*Assigned task*
A word-for-word restatement of every entry is what is needed here.

(Stored records)
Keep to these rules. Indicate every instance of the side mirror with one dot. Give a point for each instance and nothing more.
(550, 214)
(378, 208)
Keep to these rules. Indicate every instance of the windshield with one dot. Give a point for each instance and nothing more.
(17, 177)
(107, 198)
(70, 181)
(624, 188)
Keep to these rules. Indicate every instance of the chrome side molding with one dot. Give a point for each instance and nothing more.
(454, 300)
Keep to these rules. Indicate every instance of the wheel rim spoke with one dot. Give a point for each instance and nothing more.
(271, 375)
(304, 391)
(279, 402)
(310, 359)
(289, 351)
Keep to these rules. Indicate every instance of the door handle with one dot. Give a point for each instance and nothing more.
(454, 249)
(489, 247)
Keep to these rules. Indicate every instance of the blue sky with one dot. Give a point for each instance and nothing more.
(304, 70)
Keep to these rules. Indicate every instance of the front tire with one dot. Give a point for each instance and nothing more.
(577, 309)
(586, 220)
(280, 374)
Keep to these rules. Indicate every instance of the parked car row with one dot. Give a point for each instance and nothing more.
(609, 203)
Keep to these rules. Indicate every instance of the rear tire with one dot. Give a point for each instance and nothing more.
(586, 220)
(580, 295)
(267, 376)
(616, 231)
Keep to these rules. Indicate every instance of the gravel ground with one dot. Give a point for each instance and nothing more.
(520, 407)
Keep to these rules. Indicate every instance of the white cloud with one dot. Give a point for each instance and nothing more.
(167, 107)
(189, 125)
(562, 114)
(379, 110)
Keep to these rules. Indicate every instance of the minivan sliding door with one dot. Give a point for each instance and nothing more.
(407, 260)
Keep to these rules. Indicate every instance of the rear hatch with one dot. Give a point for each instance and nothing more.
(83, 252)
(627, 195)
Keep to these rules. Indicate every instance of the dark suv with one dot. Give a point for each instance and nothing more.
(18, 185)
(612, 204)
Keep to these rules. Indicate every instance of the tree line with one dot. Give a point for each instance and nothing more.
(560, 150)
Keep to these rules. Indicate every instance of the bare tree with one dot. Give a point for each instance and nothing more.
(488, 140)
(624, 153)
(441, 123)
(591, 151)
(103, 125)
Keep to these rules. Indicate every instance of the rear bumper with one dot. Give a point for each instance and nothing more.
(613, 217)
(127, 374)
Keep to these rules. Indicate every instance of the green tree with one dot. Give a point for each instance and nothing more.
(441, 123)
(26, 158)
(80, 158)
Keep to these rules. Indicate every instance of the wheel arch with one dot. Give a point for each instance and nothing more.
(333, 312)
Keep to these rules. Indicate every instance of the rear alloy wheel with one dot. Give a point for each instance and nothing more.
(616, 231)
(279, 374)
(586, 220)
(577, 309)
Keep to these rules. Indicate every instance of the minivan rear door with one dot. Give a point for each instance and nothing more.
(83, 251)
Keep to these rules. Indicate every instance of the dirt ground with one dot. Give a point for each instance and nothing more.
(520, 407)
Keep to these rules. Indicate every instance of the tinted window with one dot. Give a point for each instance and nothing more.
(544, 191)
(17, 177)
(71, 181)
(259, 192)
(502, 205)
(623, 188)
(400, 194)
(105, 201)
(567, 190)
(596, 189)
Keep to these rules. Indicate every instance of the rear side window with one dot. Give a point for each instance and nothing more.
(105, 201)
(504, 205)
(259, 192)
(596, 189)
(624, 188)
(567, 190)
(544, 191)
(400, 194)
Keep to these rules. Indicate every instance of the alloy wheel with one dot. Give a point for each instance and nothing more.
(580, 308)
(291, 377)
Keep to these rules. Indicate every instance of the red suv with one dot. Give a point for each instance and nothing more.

*Task response*
Keep to these rules. Indicate every instance of the side mirror with one dot. Give a point for each instance and nothing more.
(550, 214)
(378, 208)
Keep to these rules. Indicate every instance of the windshield with one dot. Give a point for each instance and nothing more.
(17, 177)
(107, 198)
(70, 181)
(624, 188)
Keep to these rules. Indicate every instance of the chrome side molding with one dot. Give a point for each instance and nothing more.
(454, 300)
Keep to these rules. Indicate every instance of the wheel rim spoke with one dot. Give a point for each instance and nothing more.
(271, 375)
(304, 391)
(279, 402)
(310, 359)
(289, 351)
Keep to these rules. Indicate every instance of the door handle with one dot. Give a point for each instance and nothing more.
(454, 249)
(489, 247)
Keep to these rules. Indicate every instance of the blue sky with one dot. Give a point for each instance and nothing more.
(304, 70)
Keep to these rules. Indicate every instance of the front tire with one dot. Give a point for each instance and nothing more.
(577, 309)
(586, 220)
(280, 374)
Keep to these rules. Indicate every instance of the parked car row with one dot. Give a point for each instance and nothing more.
(609, 203)
Keep to these rules. Indicate every instance of the rear tire with one dot. Give a point for each instance and nothing more.
(586, 220)
(580, 295)
(267, 376)
(616, 231)
Keep to these rules. Indicate every instance of the gravel ground with one dot. Give a point for each instance and nothing more.
(520, 407)
Keep to these rules. Indicate every instance of the white cloud with one dot. Give a point for each instance and nothing more.
(167, 107)
(189, 125)
(562, 114)
(379, 110)
Keep to these rules. Indicate every instance of the minivan sliding door with one dot. Give a point for each instance and nothing more.
(407, 260)
Keep to these rules. Indicate every instance of the rear hatch with one dot. Give a point for each instance and nothing more.
(83, 252)
(627, 195)
Keep to these rules. Indicate every instance of the dark suv with one dot. Give a point for each instance and nothing more.
(18, 185)
(612, 204)
Keep to these rules. Indicate every instance of the tree line with one dot. Give a point for each instance and nothing more.
(560, 150)
Keep to these rules. Indicate every instance of the bare tree with one dot. Give a point for each instance and nothing more.
(488, 140)
(624, 153)
(441, 123)
(591, 151)
(103, 125)
Keep to these rules. Indicate every instance of the rear bumper with one dot. Give a point for each instance and nothing more.
(613, 217)
(127, 374)
Keep to these rules. Indicate every instance of the green tree with one dot. Give a point for each instance and nothing more.
(441, 123)
(26, 158)
(80, 158)
Keep to these rules. Indicate every instance of the wheel arch with one dot. Give a point for each instance and nothing more.
(333, 312)
Keep to these rules. Indicate every instance of the rear alloy wheel with one dot. Give a point for each instance and nothing more.
(616, 231)
(279, 374)
(586, 220)
(577, 309)
Keep to these rules. Indicate every instance of the minivan rear door with one dot. Give a point for each instance and nothing more.
(83, 251)
Keep to these rules. Indicate every instance of the dirt ground with one dot. Give a point for each instance and nothing more.
(520, 407)
Keep to these rules. Indicate every instance of the tinted window with one dot. Give a point for each instance and nothing more.
(544, 191)
(17, 177)
(71, 181)
(259, 192)
(502, 205)
(623, 188)
(400, 194)
(105, 201)
(567, 190)
(596, 189)
Keep to these rules. Indicate every instance of the rear side window with one dot. Give a point for each instance and nothing more.
(105, 201)
(504, 205)
(259, 192)
(596, 189)
(624, 188)
(567, 190)
(544, 191)
(400, 194)
Keep to these rules. Indicate every instance of the alloy wheel with one dot. Give a point for each instance and nothing more.
(580, 308)
(291, 377)
Keep to these rules. Indicate every instance of the red suv with one dot. Give a point for each instance and nothing more.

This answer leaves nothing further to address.